### TEXT FOR ANALYSIS
[Start of Attachment]

Another woman inmate tackles her mental illness, how it is perceived in prison, and how education has reshaped this part of her identity:

Now when the women call me insane, I reply, “I may be insane, but I can help you with your essays.” Education keeps me motivated. It gives me a reason to stay alive. I’ve got my mental illness, my hallucinations, my low self-esteem, but I’ve also got my degree. I can write. I have something to say that people need to know. I am a writing tutor for the college program. I am a writer.” (Maker, 2004, p.112).

Here is an excerpt from another woman inmate, around 50 years old, using writing to discover her identity:

Why do I want to write? After twenty years of being incarcerated for killing an abusive husband, I don’t have much belief in the system but I do believe in myself, and it’s that part of me that I’m writing to. I need to learn about myself before I get out. (Shafer, 2001, p.76)

As the research considers ways to make classrooms environments open to the writing and shifting of identities, it will be valuable to learn about the identities that are being learned within the prison, but outside the classroom. Terry (2003) describes the difficulty he had learning to survive within an identity that didn’t go by the “convict code”. He describes how one learns how to survive in jail, only have to relearn how to survive in the outside world once released (p.106). Vaseduvan et al. (2010) also acknowledges the learned literacies and behaviors from the street that are also valued in the tough criminal justice system. These learned behaviors then end up in prison education classrooms, at times clashing with the language and identities of teachers and other students. Mikhal Bakhtin (1994) provides a basis for understanding that language (part of one’s identity) is constantly evolving through conversations with others and with ourselves. His notion of heteroglossia also pertains to the incarcerated as they struggle against a dominant discourse of which they are not a part. By making students aware of the dominant discourse in a way that highlights this struggle, rather than asks them to assimilate to the discourse, students may come away with new meaning.

Furthermore, throughout the literature many inmates speak of having difficult or poor experiences in schools that leave them with little faith in the benefits of schooling in particular, and education, in general. One researcher, Keith Sullivan, has named this concept “educational trauma” (2004), and defines it as “a general sense of incapacity caused by years of poor educational experiences and failure” (p.387). Sullivan goes on to purport that these years of trauma result in “low self-esteem and frustration” that manifests itself in misbehavior and a resentment of authority and school which are then incorrectly “regarded as symptoms of failure” by the school (p.388). This concept easily relates to the school to prison pipeline mentioned above.

[End of Attachment]

### WORK TO COMPLETE
In the text on prison education and identity, how does Keith Sullivan define "educational trauma"?

(Dataset entries)
[Start of Attachment]

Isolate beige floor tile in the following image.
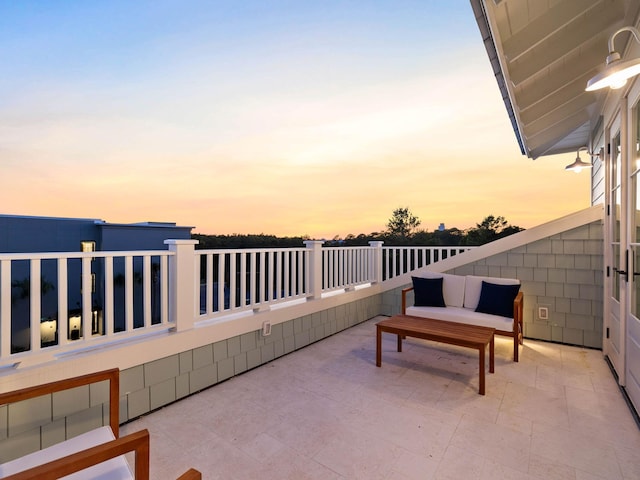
[531,424,623,480]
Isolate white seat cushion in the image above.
[406,307,513,332]
[0,426,134,480]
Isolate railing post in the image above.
[304,240,324,300]
[369,240,384,283]
[164,240,200,332]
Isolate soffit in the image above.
[471,0,640,159]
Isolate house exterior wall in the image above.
[451,222,603,349]
[382,221,603,349]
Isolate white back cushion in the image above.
[414,272,464,307]
[464,275,520,310]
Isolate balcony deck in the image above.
[122,318,640,480]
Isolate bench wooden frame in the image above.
[376,315,496,395]
[0,368,202,480]
[402,287,524,362]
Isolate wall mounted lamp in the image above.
[585,27,640,92]
[564,147,600,173]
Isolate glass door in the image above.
[604,122,628,376]
[625,104,640,410]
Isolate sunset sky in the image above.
[0,0,589,238]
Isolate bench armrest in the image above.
[402,287,413,315]
[0,368,120,438]
[513,292,524,335]
[5,430,149,480]
[178,468,202,480]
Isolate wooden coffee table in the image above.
[376,315,495,395]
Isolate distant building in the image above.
[0,215,193,253]
[0,215,193,352]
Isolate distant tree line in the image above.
[192,207,524,249]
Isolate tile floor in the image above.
[122,317,640,480]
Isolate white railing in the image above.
[322,247,378,292]
[0,240,476,367]
[0,250,173,360]
[382,247,477,281]
[195,248,309,317]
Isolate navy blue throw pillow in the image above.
[476,281,520,318]
[411,277,446,307]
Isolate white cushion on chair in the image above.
[415,271,465,307]
[0,426,134,480]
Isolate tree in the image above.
[387,207,421,239]
[466,215,523,245]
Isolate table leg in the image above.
[478,345,485,395]
[489,336,496,373]
[376,325,382,367]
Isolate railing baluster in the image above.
[29,258,42,352]
[160,255,169,325]
[57,258,69,345]
[142,255,151,327]
[126,255,134,332]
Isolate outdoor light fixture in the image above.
[564,147,600,173]
[585,27,640,92]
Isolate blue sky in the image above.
[0,0,588,238]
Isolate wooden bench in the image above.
[376,315,495,395]
[0,368,202,480]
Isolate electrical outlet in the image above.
[262,321,271,337]
[538,307,549,320]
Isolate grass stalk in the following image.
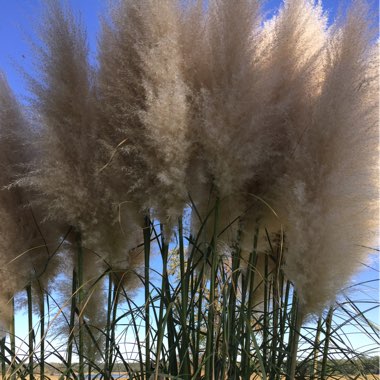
[310,317,322,380]
[286,293,303,380]
[0,337,7,379]
[9,297,16,380]
[205,199,219,379]
[75,230,85,380]
[39,291,45,379]
[321,307,334,380]
[104,272,112,380]
[178,218,190,380]
[26,284,34,380]
[241,228,259,379]
[143,216,151,379]
[66,269,77,380]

[End of Attachment]

### ANSWER FOR THE TASK
He defines it as "a general sense of incapacity caused by years of poor educational experiences and failure."